BEGIN Dataset content
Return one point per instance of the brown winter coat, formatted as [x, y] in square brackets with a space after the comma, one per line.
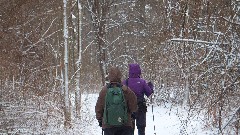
[114, 78]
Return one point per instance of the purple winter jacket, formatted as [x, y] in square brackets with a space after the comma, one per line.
[138, 85]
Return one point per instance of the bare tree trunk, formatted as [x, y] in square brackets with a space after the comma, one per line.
[78, 91]
[67, 112]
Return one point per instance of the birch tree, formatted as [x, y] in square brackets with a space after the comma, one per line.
[67, 111]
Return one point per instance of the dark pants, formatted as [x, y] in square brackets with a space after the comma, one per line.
[141, 130]
[140, 116]
[124, 130]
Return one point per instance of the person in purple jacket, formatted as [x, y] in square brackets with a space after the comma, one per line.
[140, 87]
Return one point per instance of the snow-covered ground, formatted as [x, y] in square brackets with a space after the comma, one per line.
[168, 120]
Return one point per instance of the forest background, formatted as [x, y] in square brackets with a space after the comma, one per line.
[52, 51]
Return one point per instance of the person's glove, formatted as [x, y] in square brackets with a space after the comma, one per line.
[100, 123]
[150, 85]
[133, 115]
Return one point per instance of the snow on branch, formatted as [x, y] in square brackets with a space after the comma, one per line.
[233, 115]
[195, 41]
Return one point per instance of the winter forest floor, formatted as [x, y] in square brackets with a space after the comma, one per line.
[168, 120]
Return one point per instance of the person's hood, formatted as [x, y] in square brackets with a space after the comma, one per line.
[114, 75]
[134, 70]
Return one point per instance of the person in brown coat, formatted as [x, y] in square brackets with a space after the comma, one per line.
[131, 100]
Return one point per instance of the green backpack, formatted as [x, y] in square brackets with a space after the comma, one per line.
[115, 109]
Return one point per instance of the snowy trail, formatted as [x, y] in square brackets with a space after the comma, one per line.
[166, 122]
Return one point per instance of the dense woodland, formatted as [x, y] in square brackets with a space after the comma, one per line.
[52, 50]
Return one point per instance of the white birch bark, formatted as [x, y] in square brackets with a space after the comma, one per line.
[78, 90]
[67, 114]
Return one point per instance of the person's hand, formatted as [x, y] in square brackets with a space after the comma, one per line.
[150, 85]
[100, 123]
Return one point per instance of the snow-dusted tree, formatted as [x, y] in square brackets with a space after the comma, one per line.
[67, 111]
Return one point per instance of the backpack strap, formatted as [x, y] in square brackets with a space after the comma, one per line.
[127, 81]
[110, 85]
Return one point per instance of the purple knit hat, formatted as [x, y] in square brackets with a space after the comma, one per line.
[134, 70]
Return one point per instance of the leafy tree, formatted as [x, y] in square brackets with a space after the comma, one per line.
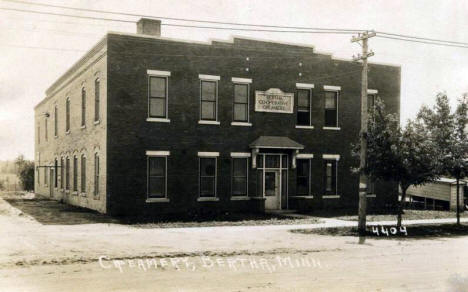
[25, 172]
[448, 132]
[400, 154]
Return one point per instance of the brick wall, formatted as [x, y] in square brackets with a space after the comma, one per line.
[270, 66]
[80, 140]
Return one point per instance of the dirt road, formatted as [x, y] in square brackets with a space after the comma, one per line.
[114, 257]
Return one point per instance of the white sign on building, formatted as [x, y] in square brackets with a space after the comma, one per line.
[274, 100]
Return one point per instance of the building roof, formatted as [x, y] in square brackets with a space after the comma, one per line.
[275, 142]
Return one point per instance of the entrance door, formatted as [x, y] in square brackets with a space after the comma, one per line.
[51, 183]
[272, 190]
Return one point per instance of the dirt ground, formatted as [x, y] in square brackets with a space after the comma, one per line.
[108, 256]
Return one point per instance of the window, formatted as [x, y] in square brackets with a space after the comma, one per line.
[158, 97]
[241, 103]
[62, 170]
[56, 173]
[207, 176]
[96, 174]
[83, 107]
[67, 174]
[46, 130]
[303, 107]
[83, 173]
[331, 108]
[97, 99]
[303, 177]
[208, 100]
[67, 117]
[55, 121]
[370, 186]
[239, 176]
[330, 177]
[75, 174]
[157, 170]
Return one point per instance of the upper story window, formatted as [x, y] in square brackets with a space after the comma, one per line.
[38, 134]
[46, 130]
[330, 173]
[55, 121]
[241, 100]
[371, 99]
[67, 115]
[209, 98]
[83, 107]
[331, 106]
[96, 175]
[157, 174]
[97, 99]
[158, 94]
[83, 173]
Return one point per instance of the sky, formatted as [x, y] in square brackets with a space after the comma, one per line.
[25, 73]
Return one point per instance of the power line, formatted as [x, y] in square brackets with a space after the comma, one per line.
[233, 23]
[422, 42]
[180, 19]
[180, 25]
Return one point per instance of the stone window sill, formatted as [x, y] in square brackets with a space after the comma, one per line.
[208, 199]
[331, 197]
[157, 200]
[158, 120]
[245, 124]
[240, 198]
[202, 122]
[304, 127]
[302, 197]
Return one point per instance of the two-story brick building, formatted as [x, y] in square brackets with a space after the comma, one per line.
[146, 125]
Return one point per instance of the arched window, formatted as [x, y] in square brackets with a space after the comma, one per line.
[83, 107]
[83, 173]
[96, 174]
[97, 99]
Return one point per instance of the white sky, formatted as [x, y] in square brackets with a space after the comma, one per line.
[25, 74]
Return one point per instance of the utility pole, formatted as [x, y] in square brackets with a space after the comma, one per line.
[363, 134]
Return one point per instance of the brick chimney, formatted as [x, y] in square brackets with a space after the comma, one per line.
[149, 26]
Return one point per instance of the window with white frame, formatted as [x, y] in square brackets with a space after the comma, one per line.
[83, 107]
[75, 173]
[330, 176]
[331, 107]
[67, 115]
[97, 99]
[83, 173]
[67, 174]
[304, 104]
[158, 93]
[157, 174]
[208, 98]
[241, 102]
[303, 177]
[62, 173]
[96, 175]
[208, 174]
[240, 166]
[55, 121]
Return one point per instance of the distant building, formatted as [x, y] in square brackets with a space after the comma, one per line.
[149, 125]
[439, 195]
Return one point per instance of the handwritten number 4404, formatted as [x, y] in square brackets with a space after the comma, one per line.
[389, 231]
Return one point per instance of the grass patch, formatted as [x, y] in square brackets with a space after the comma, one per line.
[413, 231]
[408, 215]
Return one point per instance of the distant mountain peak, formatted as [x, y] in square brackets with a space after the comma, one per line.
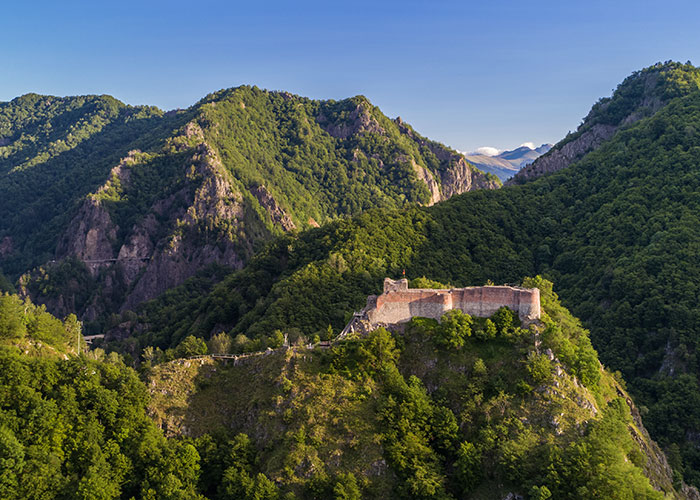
[505, 164]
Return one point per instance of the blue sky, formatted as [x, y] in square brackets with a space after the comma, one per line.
[470, 74]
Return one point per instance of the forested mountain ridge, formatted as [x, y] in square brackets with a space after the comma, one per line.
[640, 95]
[469, 408]
[618, 231]
[132, 201]
[466, 408]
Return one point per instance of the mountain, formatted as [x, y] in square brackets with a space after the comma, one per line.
[617, 232]
[433, 412]
[109, 205]
[507, 163]
[469, 408]
[640, 95]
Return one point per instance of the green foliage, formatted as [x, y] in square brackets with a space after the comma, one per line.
[455, 327]
[620, 228]
[445, 422]
[540, 368]
[80, 430]
[191, 346]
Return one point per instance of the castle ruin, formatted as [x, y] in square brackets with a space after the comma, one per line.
[398, 304]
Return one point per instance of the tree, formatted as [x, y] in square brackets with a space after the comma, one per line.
[191, 346]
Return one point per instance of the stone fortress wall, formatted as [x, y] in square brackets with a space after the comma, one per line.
[398, 304]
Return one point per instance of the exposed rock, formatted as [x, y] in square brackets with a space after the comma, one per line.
[593, 134]
[359, 121]
[278, 216]
[89, 235]
[562, 157]
[6, 246]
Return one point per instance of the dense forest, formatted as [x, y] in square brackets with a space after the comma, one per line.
[277, 215]
[140, 193]
[455, 409]
[617, 233]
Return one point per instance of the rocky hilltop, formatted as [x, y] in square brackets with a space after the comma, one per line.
[639, 96]
[200, 187]
[440, 410]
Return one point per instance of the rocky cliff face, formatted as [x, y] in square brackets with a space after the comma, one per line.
[180, 234]
[456, 175]
[244, 166]
[564, 156]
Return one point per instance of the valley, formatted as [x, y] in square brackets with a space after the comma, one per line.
[226, 250]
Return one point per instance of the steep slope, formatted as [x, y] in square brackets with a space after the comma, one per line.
[619, 232]
[507, 163]
[53, 152]
[640, 95]
[166, 195]
[439, 411]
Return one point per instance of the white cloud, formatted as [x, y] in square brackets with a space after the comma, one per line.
[487, 151]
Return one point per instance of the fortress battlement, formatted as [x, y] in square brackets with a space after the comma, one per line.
[398, 304]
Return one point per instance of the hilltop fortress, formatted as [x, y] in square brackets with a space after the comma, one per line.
[398, 304]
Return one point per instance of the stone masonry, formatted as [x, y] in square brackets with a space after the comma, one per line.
[398, 304]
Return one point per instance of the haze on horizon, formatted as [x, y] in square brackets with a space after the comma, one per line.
[463, 73]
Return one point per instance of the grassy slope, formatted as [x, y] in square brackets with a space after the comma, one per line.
[618, 232]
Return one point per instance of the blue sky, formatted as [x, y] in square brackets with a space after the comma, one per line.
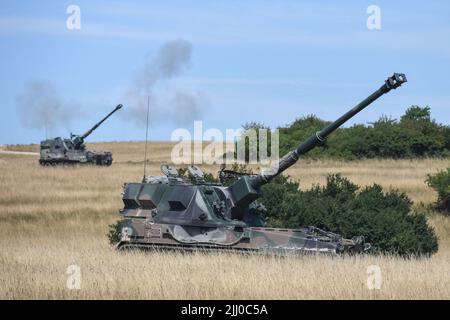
[254, 61]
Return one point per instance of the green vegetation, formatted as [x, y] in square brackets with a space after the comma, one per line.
[414, 135]
[385, 219]
[440, 182]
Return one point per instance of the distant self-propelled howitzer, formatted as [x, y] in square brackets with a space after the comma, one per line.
[73, 151]
[171, 213]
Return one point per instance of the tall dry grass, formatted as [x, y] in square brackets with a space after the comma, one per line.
[51, 218]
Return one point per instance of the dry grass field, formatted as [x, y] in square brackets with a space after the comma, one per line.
[51, 218]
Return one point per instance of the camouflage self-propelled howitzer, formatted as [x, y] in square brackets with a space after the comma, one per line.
[72, 151]
[170, 213]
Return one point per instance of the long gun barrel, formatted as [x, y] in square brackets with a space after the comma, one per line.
[83, 136]
[291, 158]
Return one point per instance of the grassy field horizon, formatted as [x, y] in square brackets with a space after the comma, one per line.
[52, 218]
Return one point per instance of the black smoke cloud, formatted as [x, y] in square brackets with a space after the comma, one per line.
[40, 106]
[178, 106]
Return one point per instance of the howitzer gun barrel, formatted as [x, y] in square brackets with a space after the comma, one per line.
[291, 158]
[87, 133]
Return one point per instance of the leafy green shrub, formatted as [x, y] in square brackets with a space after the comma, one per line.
[383, 218]
[414, 135]
[440, 182]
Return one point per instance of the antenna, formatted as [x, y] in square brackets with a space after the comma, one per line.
[146, 138]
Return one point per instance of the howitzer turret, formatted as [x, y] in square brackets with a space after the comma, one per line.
[171, 212]
[79, 140]
[73, 151]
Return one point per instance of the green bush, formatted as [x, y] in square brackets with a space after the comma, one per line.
[383, 218]
[440, 182]
[414, 135]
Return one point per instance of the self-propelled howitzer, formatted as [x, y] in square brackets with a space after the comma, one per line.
[58, 151]
[171, 213]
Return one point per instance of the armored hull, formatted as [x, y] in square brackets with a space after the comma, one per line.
[173, 212]
[169, 237]
[60, 151]
[55, 152]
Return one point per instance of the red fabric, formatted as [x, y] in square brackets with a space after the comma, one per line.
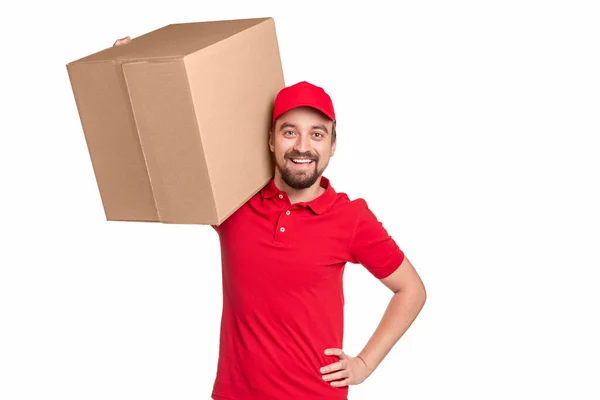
[282, 291]
[303, 94]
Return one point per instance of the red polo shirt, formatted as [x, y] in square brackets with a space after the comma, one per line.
[283, 296]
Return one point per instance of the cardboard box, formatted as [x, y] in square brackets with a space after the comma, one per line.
[176, 122]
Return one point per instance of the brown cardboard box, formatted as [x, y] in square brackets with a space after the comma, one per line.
[177, 121]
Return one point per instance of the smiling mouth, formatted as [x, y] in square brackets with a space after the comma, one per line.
[301, 161]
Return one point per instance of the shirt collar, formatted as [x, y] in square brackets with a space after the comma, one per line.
[319, 205]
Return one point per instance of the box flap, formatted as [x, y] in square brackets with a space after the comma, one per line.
[173, 41]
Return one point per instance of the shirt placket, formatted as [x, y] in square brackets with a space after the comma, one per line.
[282, 226]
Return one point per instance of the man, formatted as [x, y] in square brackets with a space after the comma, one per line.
[283, 256]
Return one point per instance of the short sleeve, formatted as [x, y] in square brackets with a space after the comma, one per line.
[373, 247]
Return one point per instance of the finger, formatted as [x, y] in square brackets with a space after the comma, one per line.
[332, 367]
[335, 352]
[337, 375]
[121, 41]
[344, 382]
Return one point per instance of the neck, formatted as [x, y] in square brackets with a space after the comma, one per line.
[299, 195]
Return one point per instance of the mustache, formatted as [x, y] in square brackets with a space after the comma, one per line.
[297, 154]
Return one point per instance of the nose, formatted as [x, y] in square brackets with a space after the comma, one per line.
[302, 144]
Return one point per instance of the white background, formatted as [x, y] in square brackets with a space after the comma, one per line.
[470, 127]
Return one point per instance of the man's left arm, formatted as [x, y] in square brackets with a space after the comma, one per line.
[375, 249]
[406, 303]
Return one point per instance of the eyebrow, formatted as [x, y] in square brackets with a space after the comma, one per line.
[288, 125]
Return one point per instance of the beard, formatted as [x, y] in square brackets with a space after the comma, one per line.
[300, 179]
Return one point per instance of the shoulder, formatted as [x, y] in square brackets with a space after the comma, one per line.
[352, 207]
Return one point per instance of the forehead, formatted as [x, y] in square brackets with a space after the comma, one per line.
[304, 116]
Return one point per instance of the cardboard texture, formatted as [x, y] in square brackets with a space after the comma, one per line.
[176, 121]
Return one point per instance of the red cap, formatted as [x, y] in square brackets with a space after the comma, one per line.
[303, 94]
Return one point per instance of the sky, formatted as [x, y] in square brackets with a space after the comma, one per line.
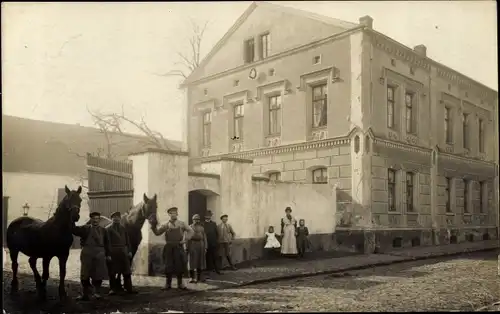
[58, 59]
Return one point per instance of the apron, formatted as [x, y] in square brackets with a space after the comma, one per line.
[93, 256]
[173, 252]
[120, 262]
[197, 249]
[289, 243]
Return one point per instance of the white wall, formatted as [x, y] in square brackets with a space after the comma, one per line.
[40, 192]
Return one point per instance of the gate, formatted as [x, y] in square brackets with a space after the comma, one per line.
[110, 185]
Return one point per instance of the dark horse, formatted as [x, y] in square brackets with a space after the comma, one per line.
[133, 222]
[38, 239]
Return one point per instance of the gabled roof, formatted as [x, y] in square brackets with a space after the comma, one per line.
[35, 146]
[270, 6]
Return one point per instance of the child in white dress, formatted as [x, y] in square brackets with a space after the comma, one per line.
[272, 245]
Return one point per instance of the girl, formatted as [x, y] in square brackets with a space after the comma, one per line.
[271, 241]
[302, 240]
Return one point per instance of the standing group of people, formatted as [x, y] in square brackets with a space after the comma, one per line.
[201, 242]
[294, 239]
[105, 252]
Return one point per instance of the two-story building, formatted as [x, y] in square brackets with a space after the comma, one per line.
[410, 143]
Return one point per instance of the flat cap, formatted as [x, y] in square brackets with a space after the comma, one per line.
[172, 209]
[95, 214]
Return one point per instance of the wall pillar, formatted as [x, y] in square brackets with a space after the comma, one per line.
[164, 173]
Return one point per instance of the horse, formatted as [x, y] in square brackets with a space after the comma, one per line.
[133, 221]
[38, 239]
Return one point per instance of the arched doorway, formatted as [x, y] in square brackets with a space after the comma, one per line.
[199, 202]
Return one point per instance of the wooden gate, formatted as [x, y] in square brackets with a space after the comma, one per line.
[110, 185]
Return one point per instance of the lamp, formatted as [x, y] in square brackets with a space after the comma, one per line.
[26, 208]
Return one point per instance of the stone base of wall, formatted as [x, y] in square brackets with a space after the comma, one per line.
[355, 241]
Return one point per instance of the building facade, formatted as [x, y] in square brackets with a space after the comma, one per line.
[410, 145]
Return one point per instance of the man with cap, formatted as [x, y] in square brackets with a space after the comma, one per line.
[226, 237]
[93, 256]
[120, 255]
[176, 233]
[197, 248]
[212, 234]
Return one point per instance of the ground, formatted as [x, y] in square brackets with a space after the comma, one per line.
[466, 282]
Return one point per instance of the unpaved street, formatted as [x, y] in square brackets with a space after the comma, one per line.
[459, 283]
END Dataset content
*Goal of the exercise*:
Your reply should consist only of the lines from the one containing "Return one point per instance of the unpaved" through the last line of the records, each reproduced exactly.

*Written answer*:
Return one point per instance of the unpaved street, formatted as [x, y] in square brackets with a space after the comma, one per line.
[459, 283]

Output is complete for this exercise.